### EXERCISE DESCRIPTION
Render every line of the records below as a JSON list of strings, one string per line, and omit any blank lines.

### EXERCISE MATERIAL
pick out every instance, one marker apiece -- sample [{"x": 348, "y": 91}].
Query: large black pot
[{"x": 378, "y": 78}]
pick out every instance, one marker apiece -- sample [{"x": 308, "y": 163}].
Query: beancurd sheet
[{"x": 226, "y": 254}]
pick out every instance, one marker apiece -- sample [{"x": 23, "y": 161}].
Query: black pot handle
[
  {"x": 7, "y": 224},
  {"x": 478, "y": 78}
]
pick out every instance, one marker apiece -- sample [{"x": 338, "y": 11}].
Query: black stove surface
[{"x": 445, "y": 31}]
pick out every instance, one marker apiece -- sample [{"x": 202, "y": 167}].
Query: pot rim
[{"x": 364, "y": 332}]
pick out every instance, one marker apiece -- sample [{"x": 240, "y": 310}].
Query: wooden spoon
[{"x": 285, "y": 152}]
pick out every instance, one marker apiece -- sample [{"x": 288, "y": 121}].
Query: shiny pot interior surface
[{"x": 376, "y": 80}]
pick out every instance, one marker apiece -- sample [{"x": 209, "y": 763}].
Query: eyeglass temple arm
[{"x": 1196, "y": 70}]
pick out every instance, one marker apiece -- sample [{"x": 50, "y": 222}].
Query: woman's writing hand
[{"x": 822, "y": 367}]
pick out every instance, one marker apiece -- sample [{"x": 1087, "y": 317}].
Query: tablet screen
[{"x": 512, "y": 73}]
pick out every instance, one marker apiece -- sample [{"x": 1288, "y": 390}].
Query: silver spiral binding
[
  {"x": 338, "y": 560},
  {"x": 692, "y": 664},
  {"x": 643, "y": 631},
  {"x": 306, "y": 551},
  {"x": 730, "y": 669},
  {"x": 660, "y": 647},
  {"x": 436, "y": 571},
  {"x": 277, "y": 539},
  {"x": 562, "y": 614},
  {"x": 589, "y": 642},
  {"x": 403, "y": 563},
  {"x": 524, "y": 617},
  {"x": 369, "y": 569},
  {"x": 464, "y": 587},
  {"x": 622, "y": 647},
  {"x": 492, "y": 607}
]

### ANSWER FOR THIS EXERCISE
[
  "pick out every instance, one marker apiece -- sample [{\"x\": 348, \"y\": 91}].",
  "Query: large black pot",
  "[{\"x\": 378, \"y\": 78}]",
  "pick out every instance, one marker apiece -- sample [{\"x\": 308, \"y\": 163}].",
  "Query: beancurd sheet",
  "[{\"x\": 226, \"y\": 254}]",
  "pick out every instance, one marker apiece -- sample [{\"x\": 23, \"y\": 161}].",
  "Query: black pot handle",
  "[",
  "  {\"x\": 7, \"y\": 224},",
  "  {\"x\": 478, \"y\": 78}",
  "]",
  "pick out every instance, one marker apiece -- sample [{\"x\": 338, \"y\": 11}].",
  "Query: black stove surface",
  "[{\"x\": 445, \"y\": 31}]",
  "pick out every instance, one marker apiece -- sample [{\"x\": 202, \"y\": 167}].",
  "Query: pot rim",
  "[{\"x\": 364, \"y\": 332}]",
  "pick out every instance, one marker apiece -- sample [{\"x\": 240, \"y\": 310}].",
  "Query: wooden spoon",
  "[{\"x\": 285, \"y\": 152}]",
  "pick out every instance, one marker apiece -- sample [{\"x\": 288, \"y\": 121}].",
  "Query: shiny pot interior surface",
  "[{\"x\": 376, \"y\": 80}]",
  "pick out every instance, one marker apiece -- sample [{\"x\": 209, \"y\": 763}].",
  "Query: eyeglass temple arm",
  "[{\"x\": 1196, \"y\": 70}]",
  "pick out every instance, one marker apiece -- sample [{\"x\": 50, \"y\": 222}].",
  "Query: woman's writing hand",
  "[{\"x\": 822, \"y\": 367}]",
  "pick out every instance, one marker apiece -- sample [{\"x\": 1087, \"y\": 317}].",
  "Query: tablet screen",
  "[{\"x\": 512, \"y\": 73}]",
  "pick out every instance, one marker apiece -- sample [{\"x\": 1288, \"y\": 390}].",
  "Query: silver spiral binding",
  "[",
  "  {\"x\": 338, \"y\": 560},",
  "  {\"x\": 692, \"y\": 664},",
  "  {\"x\": 643, \"y\": 631},",
  "  {\"x\": 306, \"y\": 551},",
  "  {\"x\": 730, \"y\": 669},",
  "  {\"x\": 660, \"y\": 647},",
  "  {\"x\": 436, \"y\": 571},",
  "  {\"x\": 277, \"y\": 539},",
  "  {\"x\": 562, \"y\": 614},",
  "  {\"x\": 589, \"y\": 642},",
  "  {\"x\": 403, \"y\": 563},",
  "  {\"x\": 524, \"y\": 617},",
  "  {\"x\": 369, \"y\": 569},",
  "  {\"x\": 464, \"y\": 587},",
  "  {\"x\": 622, \"y\": 647},",
  "  {\"x\": 492, \"y\": 607}",
  "]"
]